__EXCERPTED DATA__
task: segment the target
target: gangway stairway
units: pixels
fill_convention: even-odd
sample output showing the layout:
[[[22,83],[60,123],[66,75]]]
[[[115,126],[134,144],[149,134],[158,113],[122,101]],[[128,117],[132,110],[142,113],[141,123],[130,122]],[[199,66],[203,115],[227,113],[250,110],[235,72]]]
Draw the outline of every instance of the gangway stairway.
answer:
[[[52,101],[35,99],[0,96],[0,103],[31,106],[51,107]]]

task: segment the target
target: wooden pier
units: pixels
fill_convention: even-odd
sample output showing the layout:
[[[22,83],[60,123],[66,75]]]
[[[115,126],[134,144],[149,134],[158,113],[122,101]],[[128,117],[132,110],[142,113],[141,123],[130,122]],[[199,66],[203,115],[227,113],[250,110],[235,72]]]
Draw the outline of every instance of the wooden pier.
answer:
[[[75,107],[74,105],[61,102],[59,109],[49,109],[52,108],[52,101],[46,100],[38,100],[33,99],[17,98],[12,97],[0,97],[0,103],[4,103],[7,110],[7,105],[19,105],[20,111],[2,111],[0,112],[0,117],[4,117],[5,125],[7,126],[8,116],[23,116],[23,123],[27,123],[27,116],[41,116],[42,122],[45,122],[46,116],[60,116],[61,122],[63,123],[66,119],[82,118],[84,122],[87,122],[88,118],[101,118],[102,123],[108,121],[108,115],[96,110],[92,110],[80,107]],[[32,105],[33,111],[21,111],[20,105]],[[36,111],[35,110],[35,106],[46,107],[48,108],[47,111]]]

__REQUIREMENTS__
Rewrite all of the material above, swapping "instance" for "occurrence" wherever it occurs and leaving everything else unchanged.

__SOLVED PROBLEM__
task: segment the target
target: gangway stairway
units: pixels
fill_convention: even-odd
sample output showing the layout:
[[[22,83],[60,123],[66,75]]]
[[[115,126],[134,144],[149,134],[158,113],[122,101]],[[128,117],[132,110],[142,113],[141,123],[130,122]],[[199,66],[203,115],[227,113],[250,110],[235,72]]]
Draw the outline of every occurrence of the gangway stairway.
answer:
[[[52,101],[35,99],[0,96],[0,103],[31,106],[51,107]]]

task: segment the target
target: wooden pier
units: pixels
fill_convention: even-odd
sample output showing the layout:
[[[22,83],[60,123],[66,75]]]
[[[115,126],[134,144],[149,134],[158,113],[122,101]],[[128,117],[132,110],[142,113],[141,123],[130,122]],[[199,66],[203,115],[227,113],[250,110],[235,72]]]
Draw the outline of every occurrence of the wooden pier.
answer:
[[[75,107],[74,105],[61,102],[59,109],[49,109],[52,108],[52,101],[46,100],[38,100],[33,99],[17,98],[12,97],[0,97],[0,103],[4,103],[7,110],[7,105],[19,105],[20,111],[2,111],[0,112],[0,117],[4,117],[5,125],[7,126],[8,116],[23,116],[23,123],[27,123],[27,116],[41,116],[42,122],[45,122],[46,116],[60,116],[61,122],[63,123],[66,119],[82,118],[84,122],[87,122],[88,118],[101,118],[102,123],[108,121],[108,115],[96,110],[92,110],[80,107]],[[32,105],[33,111],[21,111],[20,105]],[[36,111],[35,110],[35,106],[46,107],[48,108],[47,111]]]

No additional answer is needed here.